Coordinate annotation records

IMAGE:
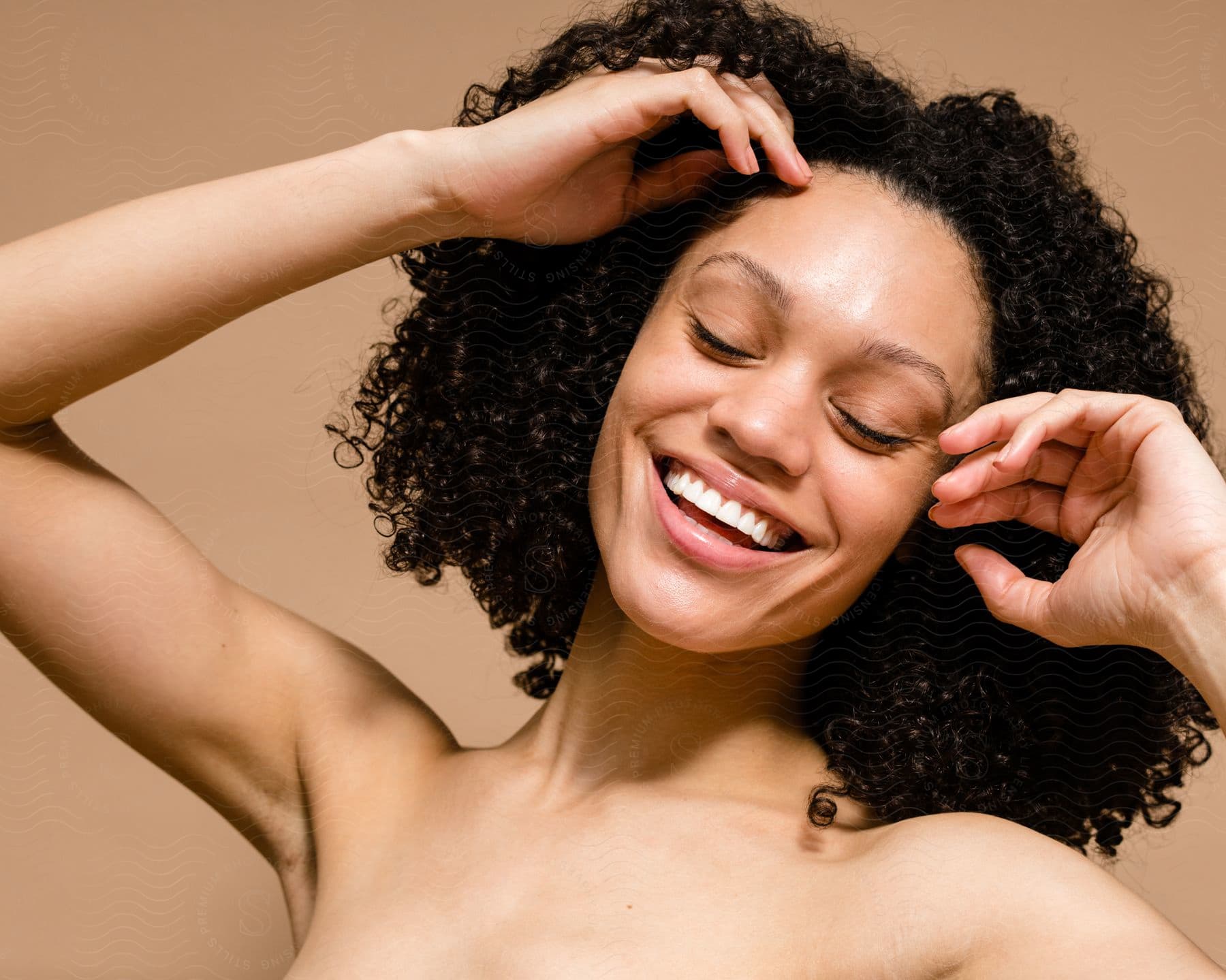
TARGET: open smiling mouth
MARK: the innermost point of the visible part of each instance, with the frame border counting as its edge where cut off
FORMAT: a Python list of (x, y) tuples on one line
[(786, 541)]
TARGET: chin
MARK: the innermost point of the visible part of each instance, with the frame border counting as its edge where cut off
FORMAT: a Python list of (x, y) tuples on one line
[(670, 606)]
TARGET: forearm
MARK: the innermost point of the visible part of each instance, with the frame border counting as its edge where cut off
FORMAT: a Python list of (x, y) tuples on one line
[(99, 297)]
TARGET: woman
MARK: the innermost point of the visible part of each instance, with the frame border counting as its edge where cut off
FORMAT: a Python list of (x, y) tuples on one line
[(623, 346)]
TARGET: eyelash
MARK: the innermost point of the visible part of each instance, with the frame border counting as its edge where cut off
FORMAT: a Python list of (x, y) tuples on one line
[(709, 340)]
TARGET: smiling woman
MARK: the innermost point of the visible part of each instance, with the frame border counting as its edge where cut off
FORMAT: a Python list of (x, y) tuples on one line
[(798, 346), (852, 509)]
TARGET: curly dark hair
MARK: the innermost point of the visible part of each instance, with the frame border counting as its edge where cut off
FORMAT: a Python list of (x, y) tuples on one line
[(490, 400)]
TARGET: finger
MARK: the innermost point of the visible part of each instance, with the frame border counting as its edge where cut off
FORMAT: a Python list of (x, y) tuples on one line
[(1007, 592), (768, 91), (1037, 505), (769, 129), (711, 104), (1054, 462), (674, 180), (992, 421), (1077, 417)]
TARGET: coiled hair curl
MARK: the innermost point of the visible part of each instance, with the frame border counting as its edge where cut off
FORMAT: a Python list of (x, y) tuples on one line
[(482, 416)]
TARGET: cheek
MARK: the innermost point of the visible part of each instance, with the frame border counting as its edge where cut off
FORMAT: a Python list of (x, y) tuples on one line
[(873, 507)]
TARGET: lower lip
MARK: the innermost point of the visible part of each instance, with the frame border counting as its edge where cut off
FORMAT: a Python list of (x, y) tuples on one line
[(704, 545)]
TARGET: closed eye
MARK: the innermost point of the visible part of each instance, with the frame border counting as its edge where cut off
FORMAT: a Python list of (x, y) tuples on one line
[(881, 438), (712, 343), (709, 340)]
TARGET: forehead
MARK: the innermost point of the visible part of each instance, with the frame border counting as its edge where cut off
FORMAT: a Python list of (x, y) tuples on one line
[(858, 263)]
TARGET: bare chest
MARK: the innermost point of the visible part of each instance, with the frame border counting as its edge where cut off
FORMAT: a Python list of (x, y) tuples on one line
[(470, 889)]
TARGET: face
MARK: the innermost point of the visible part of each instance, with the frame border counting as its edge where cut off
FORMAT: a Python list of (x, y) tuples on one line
[(815, 400)]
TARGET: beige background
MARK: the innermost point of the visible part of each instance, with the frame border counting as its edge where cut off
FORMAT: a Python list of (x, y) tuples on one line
[(112, 869)]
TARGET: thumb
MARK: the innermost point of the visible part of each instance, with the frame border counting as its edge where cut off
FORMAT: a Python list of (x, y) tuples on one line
[(674, 180), (1008, 594)]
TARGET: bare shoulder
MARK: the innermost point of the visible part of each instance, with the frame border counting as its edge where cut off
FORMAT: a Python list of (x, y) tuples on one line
[(1019, 904)]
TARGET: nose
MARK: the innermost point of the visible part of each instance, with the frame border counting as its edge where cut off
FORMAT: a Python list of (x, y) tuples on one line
[(768, 424)]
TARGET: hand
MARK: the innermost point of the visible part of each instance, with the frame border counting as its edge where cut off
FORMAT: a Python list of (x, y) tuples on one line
[(558, 170), (1123, 477)]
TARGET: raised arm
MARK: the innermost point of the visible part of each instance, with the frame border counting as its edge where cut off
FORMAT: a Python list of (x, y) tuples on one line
[(99, 297), (98, 589)]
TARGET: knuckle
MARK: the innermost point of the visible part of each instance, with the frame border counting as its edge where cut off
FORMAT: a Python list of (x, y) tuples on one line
[(1170, 407)]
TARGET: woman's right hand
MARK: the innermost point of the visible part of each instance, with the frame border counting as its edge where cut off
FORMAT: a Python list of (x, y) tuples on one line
[(559, 170)]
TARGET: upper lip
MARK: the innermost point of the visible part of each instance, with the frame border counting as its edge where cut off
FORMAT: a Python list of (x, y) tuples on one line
[(734, 486)]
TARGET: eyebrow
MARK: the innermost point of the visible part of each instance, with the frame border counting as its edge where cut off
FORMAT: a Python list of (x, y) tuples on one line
[(875, 349)]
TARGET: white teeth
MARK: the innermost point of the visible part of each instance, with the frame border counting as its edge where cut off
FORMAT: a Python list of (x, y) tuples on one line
[(709, 502), (729, 513), (686, 485)]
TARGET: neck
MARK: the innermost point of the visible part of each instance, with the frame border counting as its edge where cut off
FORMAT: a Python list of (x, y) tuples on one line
[(631, 712)]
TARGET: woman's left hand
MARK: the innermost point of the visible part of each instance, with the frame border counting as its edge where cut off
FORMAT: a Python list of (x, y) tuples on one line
[(1118, 475)]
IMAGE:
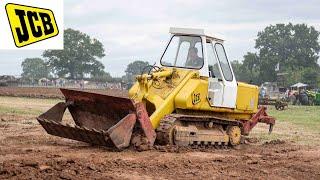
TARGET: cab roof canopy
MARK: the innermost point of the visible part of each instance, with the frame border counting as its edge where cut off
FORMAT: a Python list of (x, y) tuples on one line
[(192, 31)]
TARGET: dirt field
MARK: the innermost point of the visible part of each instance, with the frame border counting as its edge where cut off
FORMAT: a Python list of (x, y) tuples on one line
[(53, 93), (26, 151)]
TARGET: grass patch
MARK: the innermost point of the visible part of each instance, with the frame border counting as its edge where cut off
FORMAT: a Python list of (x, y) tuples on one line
[(307, 117), (19, 111)]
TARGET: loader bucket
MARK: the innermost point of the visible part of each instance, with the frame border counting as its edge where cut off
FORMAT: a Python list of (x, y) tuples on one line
[(99, 119)]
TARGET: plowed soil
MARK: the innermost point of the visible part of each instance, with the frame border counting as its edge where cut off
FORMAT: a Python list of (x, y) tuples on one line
[(27, 152)]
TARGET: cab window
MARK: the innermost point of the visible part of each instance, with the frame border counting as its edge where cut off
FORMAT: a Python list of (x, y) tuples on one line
[(183, 51), (222, 57), (212, 62)]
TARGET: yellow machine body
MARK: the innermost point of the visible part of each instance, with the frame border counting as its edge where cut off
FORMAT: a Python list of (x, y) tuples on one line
[(175, 89)]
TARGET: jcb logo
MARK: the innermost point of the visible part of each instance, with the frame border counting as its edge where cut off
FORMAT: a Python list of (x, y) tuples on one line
[(30, 24), (195, 98)]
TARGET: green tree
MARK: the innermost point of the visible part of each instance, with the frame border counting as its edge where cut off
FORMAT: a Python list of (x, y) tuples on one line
[(136, 68), (102, 77), (78, 57), (293, 47), (34, 69)]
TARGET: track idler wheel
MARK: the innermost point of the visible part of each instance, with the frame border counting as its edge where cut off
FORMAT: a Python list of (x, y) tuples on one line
[(234, 133)]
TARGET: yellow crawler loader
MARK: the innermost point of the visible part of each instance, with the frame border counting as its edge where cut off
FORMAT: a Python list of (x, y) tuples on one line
[(189, 98)]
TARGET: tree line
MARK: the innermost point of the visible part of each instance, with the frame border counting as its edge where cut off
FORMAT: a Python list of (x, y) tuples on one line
[(283, 51)]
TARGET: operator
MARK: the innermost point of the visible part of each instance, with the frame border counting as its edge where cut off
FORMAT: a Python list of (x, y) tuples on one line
[(194, 60)]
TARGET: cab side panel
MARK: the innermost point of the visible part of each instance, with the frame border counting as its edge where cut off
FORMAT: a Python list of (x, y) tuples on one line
[(247, 97)]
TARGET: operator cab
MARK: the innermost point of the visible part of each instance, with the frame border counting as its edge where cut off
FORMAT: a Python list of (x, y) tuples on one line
[(194, 49)]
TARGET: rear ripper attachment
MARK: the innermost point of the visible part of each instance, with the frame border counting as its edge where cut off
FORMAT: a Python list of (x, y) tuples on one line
[(100, 120)]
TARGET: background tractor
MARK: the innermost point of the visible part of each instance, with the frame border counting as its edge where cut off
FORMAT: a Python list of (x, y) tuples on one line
[(189, 98)]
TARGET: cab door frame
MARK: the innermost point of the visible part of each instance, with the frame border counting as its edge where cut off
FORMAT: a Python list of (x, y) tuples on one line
[(221, 92)]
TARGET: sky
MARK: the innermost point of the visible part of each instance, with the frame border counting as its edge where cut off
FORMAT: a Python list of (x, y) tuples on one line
[(139, 30)]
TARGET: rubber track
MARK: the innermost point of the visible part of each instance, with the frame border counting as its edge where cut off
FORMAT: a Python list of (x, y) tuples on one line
[(163, 131)]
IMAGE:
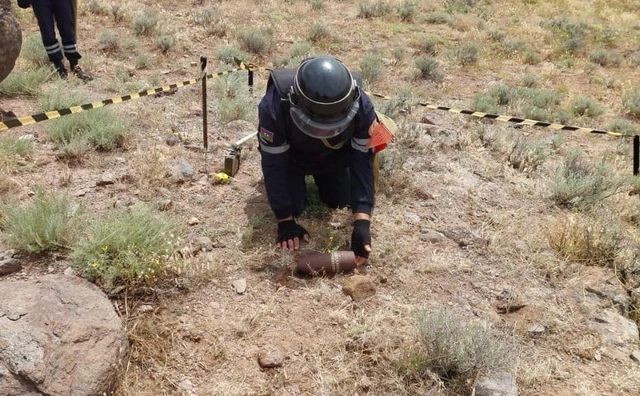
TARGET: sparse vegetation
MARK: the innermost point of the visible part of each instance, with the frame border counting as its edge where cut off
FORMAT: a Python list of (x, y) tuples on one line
[(581, 184), (458, 349), (48, 223), (132, 246)]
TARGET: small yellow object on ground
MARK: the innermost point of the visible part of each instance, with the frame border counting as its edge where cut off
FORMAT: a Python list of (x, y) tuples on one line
[(221, 178)]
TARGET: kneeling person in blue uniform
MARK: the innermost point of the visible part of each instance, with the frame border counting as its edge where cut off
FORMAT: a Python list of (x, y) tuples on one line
[(315, 120)]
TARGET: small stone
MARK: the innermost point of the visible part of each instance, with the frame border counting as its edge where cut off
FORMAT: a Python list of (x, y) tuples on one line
[(498, 384), (106, 179), (536, 328), (9, 266), (359, 287), (165, 205), (240, 285), (270, 357), (412, 218)]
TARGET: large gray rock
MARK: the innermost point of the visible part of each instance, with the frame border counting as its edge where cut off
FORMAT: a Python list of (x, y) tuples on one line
[(10, 39), (59, 335)]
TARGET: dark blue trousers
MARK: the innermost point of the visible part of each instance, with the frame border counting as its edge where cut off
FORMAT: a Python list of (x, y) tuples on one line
[(334, 189), (51, 14)]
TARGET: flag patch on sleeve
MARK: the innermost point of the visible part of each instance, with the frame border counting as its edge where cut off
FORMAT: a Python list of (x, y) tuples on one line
[(265, 135)]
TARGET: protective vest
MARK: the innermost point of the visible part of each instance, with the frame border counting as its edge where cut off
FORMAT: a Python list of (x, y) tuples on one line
[(309, 154)]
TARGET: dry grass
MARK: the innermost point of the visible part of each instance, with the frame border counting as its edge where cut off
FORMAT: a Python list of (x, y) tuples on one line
[(463, 173)]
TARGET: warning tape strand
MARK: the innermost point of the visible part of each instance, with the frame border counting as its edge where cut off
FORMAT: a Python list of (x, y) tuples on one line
[(48, 115)]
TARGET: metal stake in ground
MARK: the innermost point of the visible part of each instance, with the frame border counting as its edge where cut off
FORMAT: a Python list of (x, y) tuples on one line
[(636, 154), (205, 131)]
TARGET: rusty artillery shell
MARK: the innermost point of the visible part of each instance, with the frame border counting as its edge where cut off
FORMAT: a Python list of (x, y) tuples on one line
[(311, 263)]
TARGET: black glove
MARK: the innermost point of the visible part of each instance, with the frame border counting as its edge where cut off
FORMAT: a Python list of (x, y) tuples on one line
[(360, 237), (289, 229)]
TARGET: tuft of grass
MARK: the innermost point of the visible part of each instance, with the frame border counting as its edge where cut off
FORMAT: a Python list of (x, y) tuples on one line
[(164, 43), (99, 129), (130, 246), (438, 18), (467, 54), (605, 58), (26, 82), (49, 223), (456, 349), (108, 41), (591, 240), (632, 102), (143, 62), (233, 98), (429, 68), (368, 10), (371, 68), (580, 184), (526, 154), (586, 107), (256, 41), (319, 32), (227, 53), (33, 51), (12, 152), (407, 10), (145, 23)]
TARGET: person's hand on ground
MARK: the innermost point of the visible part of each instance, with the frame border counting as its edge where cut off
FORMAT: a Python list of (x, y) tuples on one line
[(361, 240), (289, 234)]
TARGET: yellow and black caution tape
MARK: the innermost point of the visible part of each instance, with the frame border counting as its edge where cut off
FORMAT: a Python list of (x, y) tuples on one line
[(521, 121), (48, 115)]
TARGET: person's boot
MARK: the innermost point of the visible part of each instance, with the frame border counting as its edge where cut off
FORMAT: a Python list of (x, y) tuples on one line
[(62, 71), (77, 70)]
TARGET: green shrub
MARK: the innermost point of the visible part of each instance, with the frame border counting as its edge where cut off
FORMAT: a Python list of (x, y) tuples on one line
[(429, 68), (407, 10), (21, 82), (232, 98), (100, 129), (12, 152), (586, 107), (437, 18), (33, 51), (257, 41), (131, 246), (144, 23), (531, 58), (457, 349), (632, 102), (48, 223), (227, 54), (318, 32), (580, 184), (605, 58), (376, 9), (371, 68), (467, 54), (165, 43)]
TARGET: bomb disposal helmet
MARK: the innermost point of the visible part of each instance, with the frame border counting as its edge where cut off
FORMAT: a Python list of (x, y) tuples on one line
[(324, 97)]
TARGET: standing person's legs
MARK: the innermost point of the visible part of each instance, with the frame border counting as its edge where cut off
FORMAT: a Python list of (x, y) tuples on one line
[(43, 11), (63, 14), (334, 188)]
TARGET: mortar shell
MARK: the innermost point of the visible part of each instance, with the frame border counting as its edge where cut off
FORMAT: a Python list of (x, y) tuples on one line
[(311, 263)]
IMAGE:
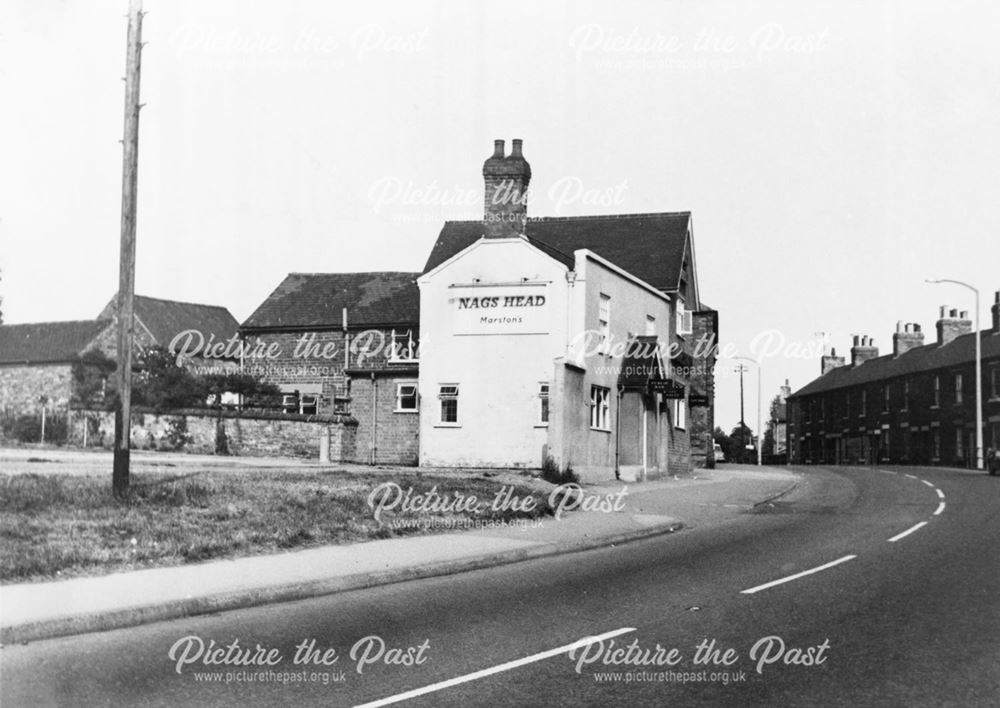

WHAT YOU NEED TO DO> Reproduce the lines verbatim, beginning with the line containing "TARGET: flag patch on sleeve" and ending after the line containing "[(309, 154)]".

ANSWER TO THE PROBLEM>
TARGET: flag patch on sleeve
MARK: the innermost point of the visible part of each instance, with the frame border counting as its edge where cut off
FORMAT: a Python list of (x, y) tuples on one line
[(265, 135)]
TARGET: protective vest
MARK: the innermost point of the visible part of each instance, with the frame border counting as its edge where cut off
FORMAT: a Python list of (x, y) tuples on one line
[(309, 154)]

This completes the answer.